→ **What is required**:
Find the lines in the records that carry the word "window". Copy each one.

→ **Extracted information**:
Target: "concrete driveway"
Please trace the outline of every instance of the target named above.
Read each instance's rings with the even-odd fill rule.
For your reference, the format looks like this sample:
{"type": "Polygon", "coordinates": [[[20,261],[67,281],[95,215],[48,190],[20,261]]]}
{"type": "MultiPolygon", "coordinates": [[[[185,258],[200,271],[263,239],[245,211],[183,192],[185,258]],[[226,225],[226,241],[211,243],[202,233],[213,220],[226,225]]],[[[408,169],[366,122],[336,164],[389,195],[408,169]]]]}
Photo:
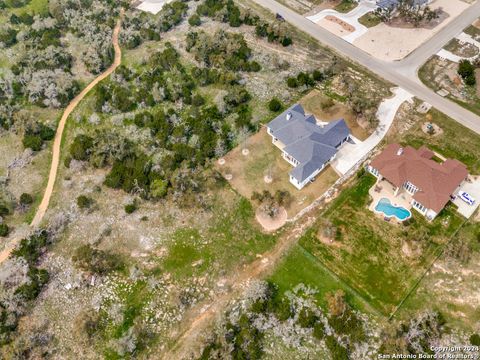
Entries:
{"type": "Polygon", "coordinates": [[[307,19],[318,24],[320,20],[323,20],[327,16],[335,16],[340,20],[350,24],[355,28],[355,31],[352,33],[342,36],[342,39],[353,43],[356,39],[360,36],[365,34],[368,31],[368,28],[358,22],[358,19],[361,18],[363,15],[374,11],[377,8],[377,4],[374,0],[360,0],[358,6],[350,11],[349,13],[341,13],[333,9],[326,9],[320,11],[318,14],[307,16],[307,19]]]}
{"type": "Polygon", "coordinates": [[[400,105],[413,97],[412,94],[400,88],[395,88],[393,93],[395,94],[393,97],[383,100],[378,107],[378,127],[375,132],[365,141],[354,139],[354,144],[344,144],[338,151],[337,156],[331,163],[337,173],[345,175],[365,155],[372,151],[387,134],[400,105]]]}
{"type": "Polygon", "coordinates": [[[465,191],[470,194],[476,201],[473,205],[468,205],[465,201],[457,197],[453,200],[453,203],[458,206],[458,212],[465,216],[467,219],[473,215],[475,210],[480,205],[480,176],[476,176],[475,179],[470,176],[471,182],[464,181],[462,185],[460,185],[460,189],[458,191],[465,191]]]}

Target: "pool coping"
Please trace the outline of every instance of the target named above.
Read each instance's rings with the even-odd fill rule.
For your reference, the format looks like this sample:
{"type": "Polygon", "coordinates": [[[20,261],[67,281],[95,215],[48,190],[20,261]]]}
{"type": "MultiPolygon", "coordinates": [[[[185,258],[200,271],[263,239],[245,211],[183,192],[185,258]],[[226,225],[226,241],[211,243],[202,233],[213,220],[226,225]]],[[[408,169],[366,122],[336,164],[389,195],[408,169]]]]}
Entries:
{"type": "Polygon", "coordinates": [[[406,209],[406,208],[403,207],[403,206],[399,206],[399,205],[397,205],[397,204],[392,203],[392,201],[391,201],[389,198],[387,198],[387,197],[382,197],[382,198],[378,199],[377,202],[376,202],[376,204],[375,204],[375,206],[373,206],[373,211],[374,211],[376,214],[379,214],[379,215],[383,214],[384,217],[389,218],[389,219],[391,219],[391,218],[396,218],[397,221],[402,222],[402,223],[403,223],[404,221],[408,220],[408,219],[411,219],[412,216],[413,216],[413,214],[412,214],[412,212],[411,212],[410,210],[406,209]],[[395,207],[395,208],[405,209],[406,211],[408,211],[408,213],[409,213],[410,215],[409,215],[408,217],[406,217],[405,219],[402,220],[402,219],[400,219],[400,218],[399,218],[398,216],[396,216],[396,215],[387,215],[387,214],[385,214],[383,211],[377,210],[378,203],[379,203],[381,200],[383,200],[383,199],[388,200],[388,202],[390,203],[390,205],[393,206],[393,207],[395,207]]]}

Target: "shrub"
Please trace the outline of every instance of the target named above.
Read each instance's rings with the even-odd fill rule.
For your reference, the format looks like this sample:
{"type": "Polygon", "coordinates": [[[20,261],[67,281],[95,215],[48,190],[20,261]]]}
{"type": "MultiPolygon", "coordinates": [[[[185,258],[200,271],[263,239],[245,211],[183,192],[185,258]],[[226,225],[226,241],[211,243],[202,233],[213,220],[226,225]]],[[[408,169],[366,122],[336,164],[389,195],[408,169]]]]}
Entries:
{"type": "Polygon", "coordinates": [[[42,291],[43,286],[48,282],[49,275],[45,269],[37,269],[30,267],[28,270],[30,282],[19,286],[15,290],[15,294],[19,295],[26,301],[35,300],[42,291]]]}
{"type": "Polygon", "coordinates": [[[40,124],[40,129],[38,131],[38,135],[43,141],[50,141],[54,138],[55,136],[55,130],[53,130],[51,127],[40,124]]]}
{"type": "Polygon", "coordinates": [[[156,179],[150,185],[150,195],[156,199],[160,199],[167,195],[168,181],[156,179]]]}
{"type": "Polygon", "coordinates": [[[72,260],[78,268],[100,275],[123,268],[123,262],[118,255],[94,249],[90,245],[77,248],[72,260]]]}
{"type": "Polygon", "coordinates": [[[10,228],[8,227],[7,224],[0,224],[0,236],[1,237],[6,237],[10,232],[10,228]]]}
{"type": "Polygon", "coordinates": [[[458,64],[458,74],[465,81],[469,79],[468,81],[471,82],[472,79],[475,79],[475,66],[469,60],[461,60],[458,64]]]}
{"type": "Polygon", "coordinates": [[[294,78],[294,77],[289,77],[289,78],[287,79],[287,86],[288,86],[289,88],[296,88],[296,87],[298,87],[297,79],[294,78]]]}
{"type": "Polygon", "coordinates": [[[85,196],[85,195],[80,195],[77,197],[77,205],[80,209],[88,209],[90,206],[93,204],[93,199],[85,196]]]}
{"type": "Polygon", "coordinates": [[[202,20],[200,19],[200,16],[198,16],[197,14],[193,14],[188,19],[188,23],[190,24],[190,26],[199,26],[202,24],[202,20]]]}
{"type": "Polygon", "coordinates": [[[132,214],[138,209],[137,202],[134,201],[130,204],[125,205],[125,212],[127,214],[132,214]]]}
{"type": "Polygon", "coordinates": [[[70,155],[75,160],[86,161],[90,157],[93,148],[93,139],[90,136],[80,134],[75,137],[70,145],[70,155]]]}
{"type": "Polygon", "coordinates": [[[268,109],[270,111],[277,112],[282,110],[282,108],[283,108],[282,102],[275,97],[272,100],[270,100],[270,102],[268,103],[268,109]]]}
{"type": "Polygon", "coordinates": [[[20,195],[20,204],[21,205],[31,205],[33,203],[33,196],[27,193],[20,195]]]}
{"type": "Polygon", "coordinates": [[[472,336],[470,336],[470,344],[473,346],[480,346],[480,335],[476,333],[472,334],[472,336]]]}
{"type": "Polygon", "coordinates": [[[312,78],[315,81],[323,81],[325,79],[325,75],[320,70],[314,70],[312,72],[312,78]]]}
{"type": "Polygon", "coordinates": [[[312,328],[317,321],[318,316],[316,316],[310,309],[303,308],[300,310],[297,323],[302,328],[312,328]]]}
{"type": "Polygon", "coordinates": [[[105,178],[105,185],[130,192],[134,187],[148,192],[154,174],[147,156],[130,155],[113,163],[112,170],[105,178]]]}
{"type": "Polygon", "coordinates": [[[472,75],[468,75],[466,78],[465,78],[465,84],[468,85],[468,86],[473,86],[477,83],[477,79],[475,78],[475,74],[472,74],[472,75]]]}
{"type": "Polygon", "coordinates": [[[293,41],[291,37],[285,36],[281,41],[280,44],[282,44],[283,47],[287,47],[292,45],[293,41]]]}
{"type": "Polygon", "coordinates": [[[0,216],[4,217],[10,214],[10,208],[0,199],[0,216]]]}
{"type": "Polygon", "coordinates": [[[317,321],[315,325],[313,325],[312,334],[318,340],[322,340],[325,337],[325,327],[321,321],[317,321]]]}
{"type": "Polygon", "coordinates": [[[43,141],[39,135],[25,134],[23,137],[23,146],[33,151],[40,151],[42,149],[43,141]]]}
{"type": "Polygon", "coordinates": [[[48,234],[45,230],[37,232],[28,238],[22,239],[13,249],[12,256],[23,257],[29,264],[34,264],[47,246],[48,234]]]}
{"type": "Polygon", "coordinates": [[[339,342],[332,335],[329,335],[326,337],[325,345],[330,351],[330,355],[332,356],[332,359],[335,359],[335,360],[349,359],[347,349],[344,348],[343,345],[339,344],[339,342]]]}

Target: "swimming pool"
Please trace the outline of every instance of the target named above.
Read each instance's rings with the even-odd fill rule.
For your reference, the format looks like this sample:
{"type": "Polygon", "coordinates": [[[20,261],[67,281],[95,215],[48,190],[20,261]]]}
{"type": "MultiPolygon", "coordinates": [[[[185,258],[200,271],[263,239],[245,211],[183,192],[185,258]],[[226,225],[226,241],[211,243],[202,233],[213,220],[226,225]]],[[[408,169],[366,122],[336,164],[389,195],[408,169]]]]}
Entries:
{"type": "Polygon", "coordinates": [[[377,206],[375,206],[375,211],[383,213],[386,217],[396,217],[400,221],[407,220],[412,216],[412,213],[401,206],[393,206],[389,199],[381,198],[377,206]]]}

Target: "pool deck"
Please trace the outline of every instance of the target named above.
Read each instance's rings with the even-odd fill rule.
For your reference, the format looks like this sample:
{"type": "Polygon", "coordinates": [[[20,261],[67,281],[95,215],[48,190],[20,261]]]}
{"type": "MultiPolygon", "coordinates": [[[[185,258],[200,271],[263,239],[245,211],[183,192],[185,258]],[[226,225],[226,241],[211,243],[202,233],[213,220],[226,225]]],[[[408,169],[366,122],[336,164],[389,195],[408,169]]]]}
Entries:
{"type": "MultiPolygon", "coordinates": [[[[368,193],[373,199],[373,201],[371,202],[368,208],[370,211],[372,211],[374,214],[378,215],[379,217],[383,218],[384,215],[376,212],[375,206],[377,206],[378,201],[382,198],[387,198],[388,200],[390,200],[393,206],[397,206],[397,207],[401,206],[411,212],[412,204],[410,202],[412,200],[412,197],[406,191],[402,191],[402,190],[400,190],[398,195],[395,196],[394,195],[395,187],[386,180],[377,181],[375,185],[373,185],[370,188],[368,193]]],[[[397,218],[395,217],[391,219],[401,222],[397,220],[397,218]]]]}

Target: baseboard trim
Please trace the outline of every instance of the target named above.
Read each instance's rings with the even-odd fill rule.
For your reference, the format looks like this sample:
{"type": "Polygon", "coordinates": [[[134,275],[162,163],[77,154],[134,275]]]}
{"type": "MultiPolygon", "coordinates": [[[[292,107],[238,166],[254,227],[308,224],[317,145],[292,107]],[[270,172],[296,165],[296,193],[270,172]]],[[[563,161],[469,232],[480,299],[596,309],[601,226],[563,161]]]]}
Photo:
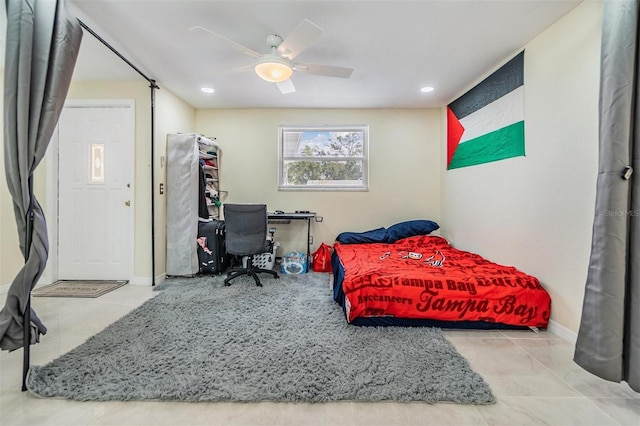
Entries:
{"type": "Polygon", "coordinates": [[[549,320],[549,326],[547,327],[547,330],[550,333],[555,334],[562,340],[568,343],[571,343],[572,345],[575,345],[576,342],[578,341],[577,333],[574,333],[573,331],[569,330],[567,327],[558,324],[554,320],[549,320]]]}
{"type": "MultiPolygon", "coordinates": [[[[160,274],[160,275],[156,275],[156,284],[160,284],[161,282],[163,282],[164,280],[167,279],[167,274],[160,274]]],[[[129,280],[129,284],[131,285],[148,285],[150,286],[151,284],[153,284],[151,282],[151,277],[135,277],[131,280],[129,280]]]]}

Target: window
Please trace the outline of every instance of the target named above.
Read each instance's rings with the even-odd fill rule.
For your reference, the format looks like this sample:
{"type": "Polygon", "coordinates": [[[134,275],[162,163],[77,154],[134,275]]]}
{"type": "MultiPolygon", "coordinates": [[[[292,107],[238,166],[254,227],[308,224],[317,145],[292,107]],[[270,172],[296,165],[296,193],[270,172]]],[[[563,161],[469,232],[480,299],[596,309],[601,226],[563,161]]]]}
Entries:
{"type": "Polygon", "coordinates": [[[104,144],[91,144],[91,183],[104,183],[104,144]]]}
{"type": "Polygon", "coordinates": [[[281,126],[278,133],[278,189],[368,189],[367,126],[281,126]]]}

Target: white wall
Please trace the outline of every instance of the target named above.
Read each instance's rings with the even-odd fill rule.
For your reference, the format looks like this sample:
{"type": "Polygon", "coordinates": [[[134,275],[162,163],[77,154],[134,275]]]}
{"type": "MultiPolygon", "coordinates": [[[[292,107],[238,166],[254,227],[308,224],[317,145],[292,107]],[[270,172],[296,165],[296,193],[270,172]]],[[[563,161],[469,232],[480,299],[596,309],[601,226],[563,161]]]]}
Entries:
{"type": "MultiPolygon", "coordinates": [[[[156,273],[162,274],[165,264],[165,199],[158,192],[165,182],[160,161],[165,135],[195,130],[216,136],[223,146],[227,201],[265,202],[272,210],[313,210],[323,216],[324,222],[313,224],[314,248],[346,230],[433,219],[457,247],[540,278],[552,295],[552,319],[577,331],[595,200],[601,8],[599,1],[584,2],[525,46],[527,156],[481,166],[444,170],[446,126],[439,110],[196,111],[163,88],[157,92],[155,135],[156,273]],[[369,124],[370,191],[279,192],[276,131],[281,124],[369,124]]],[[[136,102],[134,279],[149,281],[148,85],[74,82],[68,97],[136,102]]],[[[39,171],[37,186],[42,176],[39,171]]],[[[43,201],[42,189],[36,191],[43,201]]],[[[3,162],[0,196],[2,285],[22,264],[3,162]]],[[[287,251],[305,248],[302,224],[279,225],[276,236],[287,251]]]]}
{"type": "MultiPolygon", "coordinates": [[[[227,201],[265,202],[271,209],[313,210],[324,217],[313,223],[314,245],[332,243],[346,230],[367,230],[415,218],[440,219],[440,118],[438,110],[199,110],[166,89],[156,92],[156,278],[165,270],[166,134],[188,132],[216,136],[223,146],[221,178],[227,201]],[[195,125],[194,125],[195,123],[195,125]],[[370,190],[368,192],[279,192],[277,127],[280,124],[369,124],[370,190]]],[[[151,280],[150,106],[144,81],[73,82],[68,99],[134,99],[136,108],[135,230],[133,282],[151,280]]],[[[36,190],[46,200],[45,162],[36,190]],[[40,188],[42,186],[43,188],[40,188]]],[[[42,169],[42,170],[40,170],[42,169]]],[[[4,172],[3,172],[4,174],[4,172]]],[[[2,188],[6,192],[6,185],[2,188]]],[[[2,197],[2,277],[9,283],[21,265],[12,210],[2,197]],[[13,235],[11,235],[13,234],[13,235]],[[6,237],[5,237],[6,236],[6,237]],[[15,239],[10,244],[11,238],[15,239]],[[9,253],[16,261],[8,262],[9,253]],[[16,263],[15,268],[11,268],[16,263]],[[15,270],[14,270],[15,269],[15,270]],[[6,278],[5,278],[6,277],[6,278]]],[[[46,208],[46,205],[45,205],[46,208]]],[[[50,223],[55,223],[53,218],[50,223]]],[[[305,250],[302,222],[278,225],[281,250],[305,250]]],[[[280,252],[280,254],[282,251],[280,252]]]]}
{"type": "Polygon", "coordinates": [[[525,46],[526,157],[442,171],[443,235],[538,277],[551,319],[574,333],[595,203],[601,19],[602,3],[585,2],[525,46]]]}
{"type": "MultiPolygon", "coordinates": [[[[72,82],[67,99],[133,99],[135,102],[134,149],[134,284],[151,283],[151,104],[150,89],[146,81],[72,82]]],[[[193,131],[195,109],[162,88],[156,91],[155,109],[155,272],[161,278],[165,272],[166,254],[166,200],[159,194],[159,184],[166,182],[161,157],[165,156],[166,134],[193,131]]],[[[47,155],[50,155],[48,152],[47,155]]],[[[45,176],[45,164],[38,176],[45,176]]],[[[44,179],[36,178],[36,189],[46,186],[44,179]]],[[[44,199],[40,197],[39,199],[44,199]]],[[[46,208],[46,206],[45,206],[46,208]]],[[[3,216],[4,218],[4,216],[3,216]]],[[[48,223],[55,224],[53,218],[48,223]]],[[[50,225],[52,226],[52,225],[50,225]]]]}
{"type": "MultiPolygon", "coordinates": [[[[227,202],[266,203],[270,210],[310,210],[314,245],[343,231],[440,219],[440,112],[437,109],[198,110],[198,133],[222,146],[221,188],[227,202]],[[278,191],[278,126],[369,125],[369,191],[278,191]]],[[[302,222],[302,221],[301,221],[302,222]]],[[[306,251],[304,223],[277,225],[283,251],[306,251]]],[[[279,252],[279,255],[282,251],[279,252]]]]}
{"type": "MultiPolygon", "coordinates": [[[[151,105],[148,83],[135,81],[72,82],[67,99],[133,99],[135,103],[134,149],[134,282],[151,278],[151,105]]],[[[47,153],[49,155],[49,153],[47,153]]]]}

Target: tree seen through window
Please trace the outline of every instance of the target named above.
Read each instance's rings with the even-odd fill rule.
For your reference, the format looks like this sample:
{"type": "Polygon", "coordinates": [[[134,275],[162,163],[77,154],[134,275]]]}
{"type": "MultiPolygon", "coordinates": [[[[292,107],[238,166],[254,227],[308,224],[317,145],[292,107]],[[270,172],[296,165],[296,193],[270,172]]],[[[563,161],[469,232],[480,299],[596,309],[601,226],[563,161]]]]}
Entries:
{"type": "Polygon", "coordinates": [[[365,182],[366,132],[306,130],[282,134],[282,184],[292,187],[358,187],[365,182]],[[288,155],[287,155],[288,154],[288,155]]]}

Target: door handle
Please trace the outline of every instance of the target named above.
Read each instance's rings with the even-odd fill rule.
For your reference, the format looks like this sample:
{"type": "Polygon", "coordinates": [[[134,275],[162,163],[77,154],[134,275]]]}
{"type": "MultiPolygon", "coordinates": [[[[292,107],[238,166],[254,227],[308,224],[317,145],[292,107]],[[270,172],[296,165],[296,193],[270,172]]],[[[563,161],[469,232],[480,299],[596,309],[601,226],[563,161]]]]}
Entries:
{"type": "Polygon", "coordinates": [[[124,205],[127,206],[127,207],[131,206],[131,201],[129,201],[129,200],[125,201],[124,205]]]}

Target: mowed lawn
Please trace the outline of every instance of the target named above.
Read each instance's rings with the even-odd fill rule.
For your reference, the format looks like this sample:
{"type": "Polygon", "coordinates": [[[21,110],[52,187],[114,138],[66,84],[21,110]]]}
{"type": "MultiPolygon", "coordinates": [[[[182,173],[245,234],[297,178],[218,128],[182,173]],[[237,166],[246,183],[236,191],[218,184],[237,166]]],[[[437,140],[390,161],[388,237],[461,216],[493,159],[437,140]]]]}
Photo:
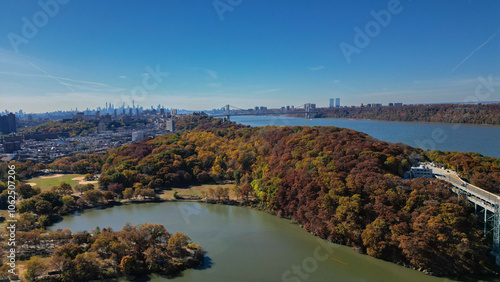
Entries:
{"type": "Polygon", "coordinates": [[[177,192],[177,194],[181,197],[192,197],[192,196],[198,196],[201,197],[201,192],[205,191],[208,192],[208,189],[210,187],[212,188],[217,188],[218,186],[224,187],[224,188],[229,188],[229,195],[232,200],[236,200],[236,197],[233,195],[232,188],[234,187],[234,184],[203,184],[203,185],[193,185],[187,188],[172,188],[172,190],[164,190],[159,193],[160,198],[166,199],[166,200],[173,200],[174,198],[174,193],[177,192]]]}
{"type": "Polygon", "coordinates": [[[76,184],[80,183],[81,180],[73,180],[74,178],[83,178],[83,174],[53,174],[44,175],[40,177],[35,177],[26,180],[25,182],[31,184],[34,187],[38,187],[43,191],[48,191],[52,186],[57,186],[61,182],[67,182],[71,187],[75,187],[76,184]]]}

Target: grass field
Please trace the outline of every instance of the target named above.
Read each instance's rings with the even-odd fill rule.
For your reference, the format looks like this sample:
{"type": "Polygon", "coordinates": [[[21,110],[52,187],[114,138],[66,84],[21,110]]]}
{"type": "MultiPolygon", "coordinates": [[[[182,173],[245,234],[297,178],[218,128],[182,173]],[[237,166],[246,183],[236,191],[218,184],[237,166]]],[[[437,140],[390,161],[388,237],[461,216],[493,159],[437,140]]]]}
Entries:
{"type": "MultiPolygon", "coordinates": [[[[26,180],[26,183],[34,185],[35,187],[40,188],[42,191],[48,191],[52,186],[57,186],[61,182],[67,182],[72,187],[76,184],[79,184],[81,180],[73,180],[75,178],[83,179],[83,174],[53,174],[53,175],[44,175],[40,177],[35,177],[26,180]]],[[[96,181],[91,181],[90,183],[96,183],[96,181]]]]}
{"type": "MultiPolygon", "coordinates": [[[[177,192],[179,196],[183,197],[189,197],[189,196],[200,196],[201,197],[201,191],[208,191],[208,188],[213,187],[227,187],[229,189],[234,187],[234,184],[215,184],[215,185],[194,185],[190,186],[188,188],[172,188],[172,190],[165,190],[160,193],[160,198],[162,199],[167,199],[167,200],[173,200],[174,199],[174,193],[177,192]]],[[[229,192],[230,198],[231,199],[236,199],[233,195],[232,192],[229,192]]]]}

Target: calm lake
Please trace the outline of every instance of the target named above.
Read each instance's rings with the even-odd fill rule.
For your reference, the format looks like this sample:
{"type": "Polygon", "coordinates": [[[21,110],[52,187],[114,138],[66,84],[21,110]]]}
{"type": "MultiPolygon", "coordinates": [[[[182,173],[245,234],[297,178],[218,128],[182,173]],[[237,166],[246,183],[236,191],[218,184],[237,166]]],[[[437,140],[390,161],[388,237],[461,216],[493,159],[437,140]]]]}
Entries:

→ **Completed exercise**:
Target: window
Target: tree seen through window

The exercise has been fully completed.